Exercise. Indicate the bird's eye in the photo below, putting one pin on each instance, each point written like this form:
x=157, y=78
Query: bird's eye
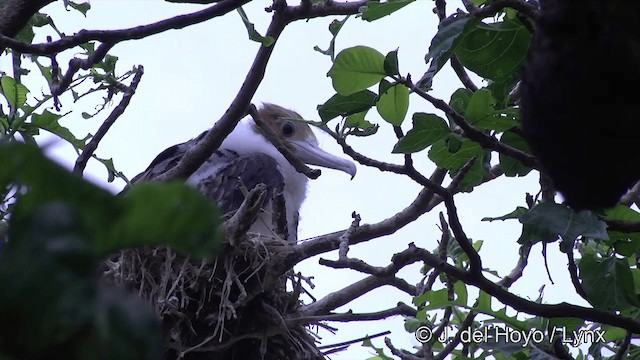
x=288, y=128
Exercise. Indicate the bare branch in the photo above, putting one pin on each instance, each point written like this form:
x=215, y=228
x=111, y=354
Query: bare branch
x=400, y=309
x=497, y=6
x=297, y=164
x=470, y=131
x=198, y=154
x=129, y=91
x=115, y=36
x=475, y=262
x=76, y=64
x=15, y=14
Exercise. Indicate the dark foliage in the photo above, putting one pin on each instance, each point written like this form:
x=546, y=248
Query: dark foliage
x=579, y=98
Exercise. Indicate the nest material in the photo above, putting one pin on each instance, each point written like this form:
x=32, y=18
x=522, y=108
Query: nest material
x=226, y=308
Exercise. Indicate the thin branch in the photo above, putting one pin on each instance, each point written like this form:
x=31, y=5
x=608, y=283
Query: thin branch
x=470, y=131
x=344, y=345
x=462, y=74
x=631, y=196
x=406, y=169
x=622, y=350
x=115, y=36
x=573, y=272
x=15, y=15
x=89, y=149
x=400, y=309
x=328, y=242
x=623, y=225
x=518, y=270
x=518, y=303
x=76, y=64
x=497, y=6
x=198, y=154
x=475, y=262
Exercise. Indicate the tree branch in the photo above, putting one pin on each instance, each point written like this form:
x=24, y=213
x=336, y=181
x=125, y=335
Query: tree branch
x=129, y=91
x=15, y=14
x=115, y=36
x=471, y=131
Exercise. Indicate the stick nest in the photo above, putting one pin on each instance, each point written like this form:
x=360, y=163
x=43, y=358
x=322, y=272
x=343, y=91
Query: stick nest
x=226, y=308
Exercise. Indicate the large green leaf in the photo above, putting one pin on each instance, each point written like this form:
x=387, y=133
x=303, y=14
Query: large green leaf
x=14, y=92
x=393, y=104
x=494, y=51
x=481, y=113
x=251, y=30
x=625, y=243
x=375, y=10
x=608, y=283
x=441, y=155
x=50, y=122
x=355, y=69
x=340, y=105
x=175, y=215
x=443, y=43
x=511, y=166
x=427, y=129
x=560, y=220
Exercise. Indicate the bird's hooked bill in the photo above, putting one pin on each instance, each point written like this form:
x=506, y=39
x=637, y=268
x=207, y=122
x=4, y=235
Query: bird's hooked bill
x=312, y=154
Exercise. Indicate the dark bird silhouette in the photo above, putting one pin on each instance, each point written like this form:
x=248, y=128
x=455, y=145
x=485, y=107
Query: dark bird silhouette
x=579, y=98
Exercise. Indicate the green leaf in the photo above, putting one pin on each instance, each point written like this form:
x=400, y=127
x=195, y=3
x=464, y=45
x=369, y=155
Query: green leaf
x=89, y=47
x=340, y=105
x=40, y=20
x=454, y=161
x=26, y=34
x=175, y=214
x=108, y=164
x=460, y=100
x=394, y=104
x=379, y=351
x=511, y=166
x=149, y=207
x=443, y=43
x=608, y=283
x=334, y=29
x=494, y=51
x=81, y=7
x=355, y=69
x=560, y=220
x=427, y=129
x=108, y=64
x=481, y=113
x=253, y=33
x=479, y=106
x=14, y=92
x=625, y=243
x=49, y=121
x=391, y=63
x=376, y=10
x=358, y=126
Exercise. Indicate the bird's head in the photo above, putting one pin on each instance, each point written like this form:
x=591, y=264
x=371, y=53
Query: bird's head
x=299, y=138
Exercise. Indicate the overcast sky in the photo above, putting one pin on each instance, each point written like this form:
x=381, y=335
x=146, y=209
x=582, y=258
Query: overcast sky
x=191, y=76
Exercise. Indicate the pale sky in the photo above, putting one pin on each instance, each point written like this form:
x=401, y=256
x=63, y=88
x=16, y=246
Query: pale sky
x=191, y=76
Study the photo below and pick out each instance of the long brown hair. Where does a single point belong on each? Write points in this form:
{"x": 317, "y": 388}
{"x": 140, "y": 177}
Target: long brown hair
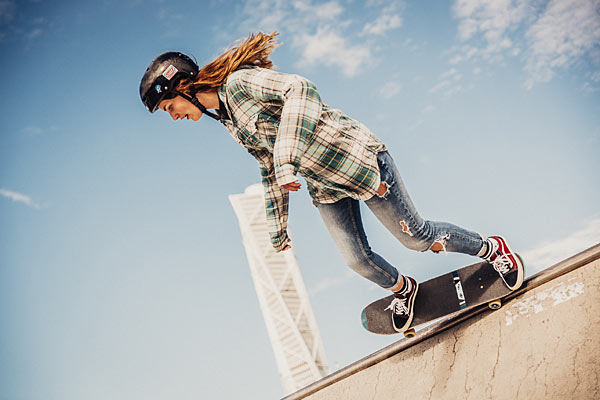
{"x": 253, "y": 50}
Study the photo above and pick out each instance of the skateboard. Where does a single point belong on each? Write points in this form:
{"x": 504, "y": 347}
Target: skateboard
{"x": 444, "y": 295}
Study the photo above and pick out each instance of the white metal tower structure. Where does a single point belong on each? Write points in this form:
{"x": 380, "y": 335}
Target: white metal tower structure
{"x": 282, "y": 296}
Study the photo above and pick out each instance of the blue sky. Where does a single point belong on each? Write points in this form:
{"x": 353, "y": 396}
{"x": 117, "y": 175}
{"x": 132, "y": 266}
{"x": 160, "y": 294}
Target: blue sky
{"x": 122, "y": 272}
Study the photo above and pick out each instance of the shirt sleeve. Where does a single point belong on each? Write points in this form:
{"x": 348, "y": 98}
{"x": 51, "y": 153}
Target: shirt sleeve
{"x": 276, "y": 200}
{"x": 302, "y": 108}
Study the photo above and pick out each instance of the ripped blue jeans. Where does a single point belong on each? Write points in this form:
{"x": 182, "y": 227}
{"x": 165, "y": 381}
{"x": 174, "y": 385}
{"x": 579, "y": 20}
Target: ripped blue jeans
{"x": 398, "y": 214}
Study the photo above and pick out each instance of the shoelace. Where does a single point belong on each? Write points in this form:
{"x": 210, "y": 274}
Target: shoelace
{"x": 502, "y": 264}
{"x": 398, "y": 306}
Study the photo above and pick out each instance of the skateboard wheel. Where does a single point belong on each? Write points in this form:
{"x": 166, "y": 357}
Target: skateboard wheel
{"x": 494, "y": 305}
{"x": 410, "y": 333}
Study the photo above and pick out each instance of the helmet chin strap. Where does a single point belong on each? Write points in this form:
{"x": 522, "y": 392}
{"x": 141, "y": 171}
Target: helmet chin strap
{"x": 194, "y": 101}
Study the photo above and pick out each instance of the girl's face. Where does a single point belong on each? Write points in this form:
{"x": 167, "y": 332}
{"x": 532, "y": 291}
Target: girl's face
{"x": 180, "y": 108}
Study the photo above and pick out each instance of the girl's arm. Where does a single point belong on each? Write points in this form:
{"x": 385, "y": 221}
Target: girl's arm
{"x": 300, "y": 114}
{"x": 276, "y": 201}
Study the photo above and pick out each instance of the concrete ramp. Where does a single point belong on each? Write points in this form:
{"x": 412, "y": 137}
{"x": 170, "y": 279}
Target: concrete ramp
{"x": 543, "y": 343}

◇ ◇ ◇ ◇ ◇

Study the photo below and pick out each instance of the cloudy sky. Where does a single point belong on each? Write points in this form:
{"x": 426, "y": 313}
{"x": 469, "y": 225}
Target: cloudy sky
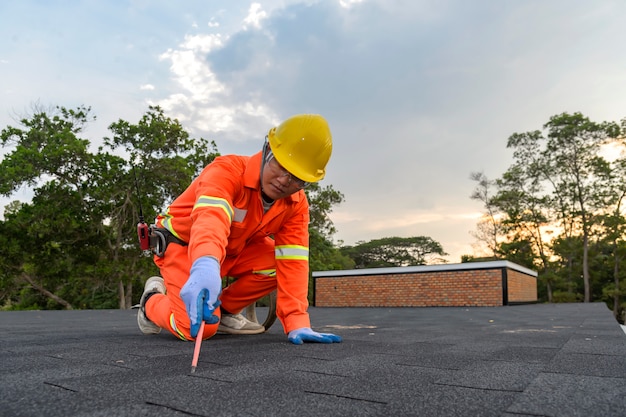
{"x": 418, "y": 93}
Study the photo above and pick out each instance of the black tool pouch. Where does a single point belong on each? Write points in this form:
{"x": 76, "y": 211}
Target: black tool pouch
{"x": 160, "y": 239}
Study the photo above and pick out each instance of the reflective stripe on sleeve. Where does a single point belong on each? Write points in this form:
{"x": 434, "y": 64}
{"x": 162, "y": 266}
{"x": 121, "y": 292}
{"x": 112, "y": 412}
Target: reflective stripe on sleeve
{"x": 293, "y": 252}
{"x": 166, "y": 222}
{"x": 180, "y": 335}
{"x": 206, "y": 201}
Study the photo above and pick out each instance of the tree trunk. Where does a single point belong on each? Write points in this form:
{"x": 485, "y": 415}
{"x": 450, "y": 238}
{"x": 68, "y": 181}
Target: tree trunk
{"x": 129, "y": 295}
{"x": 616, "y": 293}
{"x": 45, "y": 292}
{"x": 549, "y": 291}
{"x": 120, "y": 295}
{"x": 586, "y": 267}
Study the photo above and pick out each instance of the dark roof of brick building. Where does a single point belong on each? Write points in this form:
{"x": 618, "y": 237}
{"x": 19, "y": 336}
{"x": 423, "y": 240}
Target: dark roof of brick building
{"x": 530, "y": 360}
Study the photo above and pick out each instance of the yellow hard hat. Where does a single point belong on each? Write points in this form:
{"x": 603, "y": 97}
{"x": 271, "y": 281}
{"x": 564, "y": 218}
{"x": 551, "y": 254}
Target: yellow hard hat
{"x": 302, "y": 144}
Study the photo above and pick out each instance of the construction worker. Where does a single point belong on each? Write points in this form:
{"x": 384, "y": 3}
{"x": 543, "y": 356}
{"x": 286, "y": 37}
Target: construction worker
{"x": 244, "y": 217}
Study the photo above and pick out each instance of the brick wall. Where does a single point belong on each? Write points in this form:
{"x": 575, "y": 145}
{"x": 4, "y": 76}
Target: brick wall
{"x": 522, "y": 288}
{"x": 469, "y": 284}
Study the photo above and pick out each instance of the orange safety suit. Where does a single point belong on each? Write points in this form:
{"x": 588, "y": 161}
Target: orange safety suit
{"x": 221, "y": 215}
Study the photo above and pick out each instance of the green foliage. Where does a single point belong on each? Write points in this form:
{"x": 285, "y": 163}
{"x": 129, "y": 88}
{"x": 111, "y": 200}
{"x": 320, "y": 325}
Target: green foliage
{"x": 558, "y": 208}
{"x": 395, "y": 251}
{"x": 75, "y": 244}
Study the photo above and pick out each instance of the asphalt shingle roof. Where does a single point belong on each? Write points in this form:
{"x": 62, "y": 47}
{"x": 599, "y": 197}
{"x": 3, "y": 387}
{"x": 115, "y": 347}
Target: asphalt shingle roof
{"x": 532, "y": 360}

◇ ◇ ◇ ◇ ◇

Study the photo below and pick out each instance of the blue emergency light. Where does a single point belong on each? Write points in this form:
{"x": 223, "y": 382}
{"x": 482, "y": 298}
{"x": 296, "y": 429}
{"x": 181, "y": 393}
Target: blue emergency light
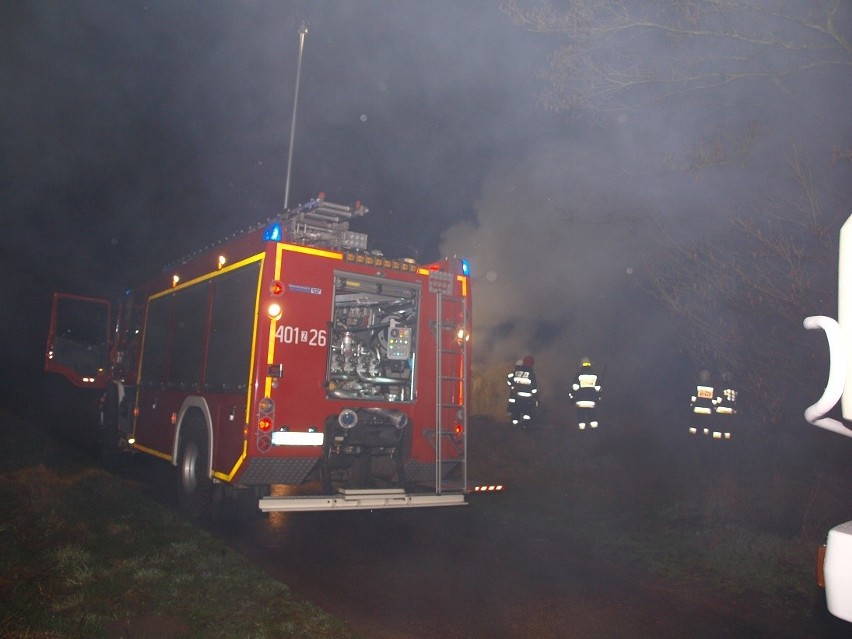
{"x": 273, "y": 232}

◇ ◇ ◇ ◇ ◇

Extract the lines of the preceding material that run from the line with "x=336, y=181" through the line with "x=303, y=14", inclusive, reproducing them exactly and adding nothing.

TASK ANSWER.
x=336, y=181
x=125, y=335
Query: tree branch
x=129, y=91
x=15, y=14
x=115, y=36
x=471, y=131
Exercise. Indicate the stick nest in the photo above, putting one pin on each instance, each point written like this form:
x=360, y=163
x=43, y=358
x=322, y=272
x=343, y=91
Query: stick nest
x=226, y=308
Exercise. Indicate the large green leaf in the photo above, putting one pin on each instance, each point written like this form:
x=387, y=133
x=303, y=14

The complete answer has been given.